Records supplied —

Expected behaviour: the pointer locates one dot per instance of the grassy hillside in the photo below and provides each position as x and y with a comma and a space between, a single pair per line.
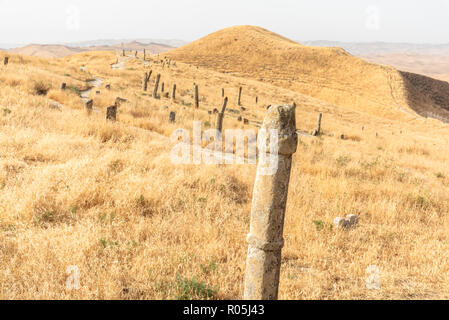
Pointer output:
79, 191
329, 74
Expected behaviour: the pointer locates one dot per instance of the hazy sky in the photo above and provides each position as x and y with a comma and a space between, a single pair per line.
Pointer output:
48, 21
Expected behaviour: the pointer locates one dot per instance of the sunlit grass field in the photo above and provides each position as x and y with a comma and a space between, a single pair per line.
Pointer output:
76, 190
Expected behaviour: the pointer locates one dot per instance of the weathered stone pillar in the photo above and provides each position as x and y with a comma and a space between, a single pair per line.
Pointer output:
89, 106
240, 97
172, 117
173, 93
156, 86
197, 101
145, 81
268, 209
318, 128
111, 113
220, 116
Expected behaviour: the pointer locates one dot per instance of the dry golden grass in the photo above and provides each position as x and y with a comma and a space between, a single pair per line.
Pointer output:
76, 190
328, 74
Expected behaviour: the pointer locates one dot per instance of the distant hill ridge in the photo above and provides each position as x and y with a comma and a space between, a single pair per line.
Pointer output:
60, 51
329, 74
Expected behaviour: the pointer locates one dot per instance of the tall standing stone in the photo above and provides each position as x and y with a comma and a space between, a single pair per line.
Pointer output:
197, 100
220, 116
173, 93
156, 86
268, 209
145, 81
240, 97
111, 113
318, 129
89, 106
172, 117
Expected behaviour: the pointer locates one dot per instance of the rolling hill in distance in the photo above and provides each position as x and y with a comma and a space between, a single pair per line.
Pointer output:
105, 196
328, 74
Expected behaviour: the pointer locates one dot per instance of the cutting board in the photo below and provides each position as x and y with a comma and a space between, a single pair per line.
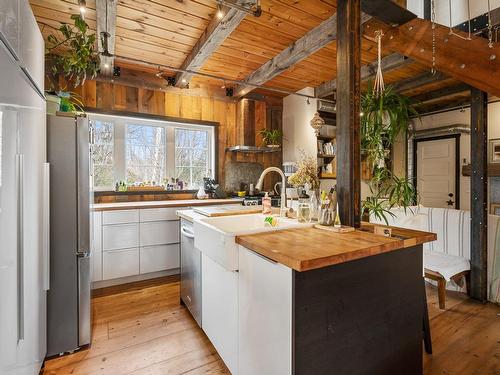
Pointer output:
214, 211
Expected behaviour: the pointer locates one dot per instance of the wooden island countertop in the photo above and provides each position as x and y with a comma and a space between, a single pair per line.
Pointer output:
310, 248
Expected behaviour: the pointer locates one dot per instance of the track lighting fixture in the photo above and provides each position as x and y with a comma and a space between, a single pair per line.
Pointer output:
253, 9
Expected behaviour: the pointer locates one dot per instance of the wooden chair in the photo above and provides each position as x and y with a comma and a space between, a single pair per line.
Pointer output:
458, 279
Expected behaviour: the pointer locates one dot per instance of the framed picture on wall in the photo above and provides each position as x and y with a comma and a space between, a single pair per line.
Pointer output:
494, 150
495, 209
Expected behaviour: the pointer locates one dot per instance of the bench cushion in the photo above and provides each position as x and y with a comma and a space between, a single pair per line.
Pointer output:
445, 264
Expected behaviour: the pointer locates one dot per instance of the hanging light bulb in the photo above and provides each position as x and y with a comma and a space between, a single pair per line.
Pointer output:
83, 7
220, 12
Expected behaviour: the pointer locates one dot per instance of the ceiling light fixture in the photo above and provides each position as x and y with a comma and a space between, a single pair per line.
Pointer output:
83, 7
253, 9
220, 13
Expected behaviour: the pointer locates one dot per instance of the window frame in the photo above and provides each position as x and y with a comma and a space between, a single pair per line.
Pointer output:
170, 125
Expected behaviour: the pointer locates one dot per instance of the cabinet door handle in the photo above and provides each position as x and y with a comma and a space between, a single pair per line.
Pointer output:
20, 246
46, 226
187, 233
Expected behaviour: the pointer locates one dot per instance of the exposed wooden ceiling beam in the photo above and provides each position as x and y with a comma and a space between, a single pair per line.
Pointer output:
214, 35
470, 61
106, 22
418, 81
387, 11
311, 42
433, 96
368, 71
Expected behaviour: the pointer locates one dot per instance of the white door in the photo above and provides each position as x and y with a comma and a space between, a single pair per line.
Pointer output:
436, 173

To be done — Omitting all images, print the listing exactly.

Solution to this problem —
Expected behaviour: the pointer locates one dot per instance of the grassy hillside in the photo below and provides each position as x and y with a comma and a space between, a single pair per line.
Pointer output:
79, 191
329, 74
Expected behaviour: the pointer locates one dot per instance of the hazy sky in the photo above and provides each position as x and y with a comma and a space between, a single pair per line.
Pointer output:
48, 21
Expected behaviour: the pointer locates one dot per instance of the sunlit grass field in the photo above and provides each position as x and y with a comma and a space between, a single pair per line.
Pointer output:
76, 190
Expected behaviour: the pointer locates one dot per instance of the weathered stone pillar in the photo above and provides each position as x and y with a comma and a space between, a single pair per line.
Pointer output:
89, 106
240, 97
172, 117
173, 93
156, 86
197, 101
145, 81
268, 209
318, 128
111, 113
220, 116
Expected behaviour: the pointer locates one dot per instance of the dry golden grass in the photo above and provides each position as x and y with a comma and a space between, a single pair per line.
Pointer output:
76, 190
328, 74
Expected behaviour: the pointer locates one dot per instance of the distant hill ridge in the photo above and provides each position as x and y with a comma and a space between, a single pair per line.
Pointer output:
60, 51
329, 74
Expected behaviour: the pointer locates one dot per instance of the tall standing stone in the photo above and provides each position as x and y with a comma and a space between, a single pair per line.
Pointer output:
197, 100
220, 116
173, 93
156, 86
268, 209
145, 81
240, 97
111, 113
318, 129
89, 106
172, 117
Expected behaviour: the pointer locates one dot per instance of the rolling hill in distance in the photo above and provides each position as x and y with a comma and a space between, a single pair per line.
Pointer output:
105, 196
328, 74
Expected behaviour: the pointer locates one dot per instance of the cutting board in the photo below and provides each position as x and y with a comma and a space between, a single pair per line.
Pointer output:
214, 211
Expected behaviour: the pointer locates one dot per instance of the wooden island countertop in the photo above and provides each position as x and y with a comma and a space between, a single pair per line.
Pointer output:
310, 248
Expected behaviour: the pointer locates one dot per instance of the track lighting fixture in the photo above and provides each position as x and y with a comma and a space between, a single pair per line.
Pointer output:
253, 9
Expected behaviour: the pointer locates one dot per instance of the wooden chair in the photo above and provides each position as x and y with a comma and a space between, a single pair per line.
Pointer output:
458, 279
Expected behaviour: the pointer locates one dot per instance of the framed picture on wall in the photo above and provides each position as x and y with a comma and a space between, a single pair per line.
Pointer output:
494, 150
495, 209
Expected behaviour: the pointer locates one dot per instance of the bench cushion in the photo above and provides each position as x and y with a comma and a space between, a single pair per line.
Pointer output:
445, 264
Expected behaviour: the pointer locates one dot per instance of the hanging light bulb in the photo above and provides each position as x and y with a comma and a space between, a single pair per line.
Pointer output:
83, 7
220, 12
Expected behaviour: the pointer locates one dot per instance of the ceiling light fixture in the photo above and provides each position as x and y with a comma and a space between, a single pair per line.
Pointer output:
83, 7
253, 9
220, 13
Expected behaviour: the pointer locates one dot per instance of the window frame in the photo above and provides each position as x and y with a comma and a space between, a single pair per line.
Pointer output:
170, 125
Expected behaviour: the pointer locates one dot per instance of the cabinet door handle in the photo above and provides each position as x and y with a comma and a space between, a single pair per line.
Pointer output:
20, 246
46, 226
187, 233
Expected behaviour: the pointer locates one dot per instance of the exposed wooden ceiling beam in the photo above and provides each position as x and y with a comma and a space between, a single pair per line.
Pointer output:
214, 35
470, 61
106, 22
418, 81
387, 11
311, 42
433, 96
368, 71
Expected behaviour: the pointer locates one dot per instance of the white door in the photo above and provides each position as x and y with a comma and a space between, a single pair per line.
Pointer output:
436, 173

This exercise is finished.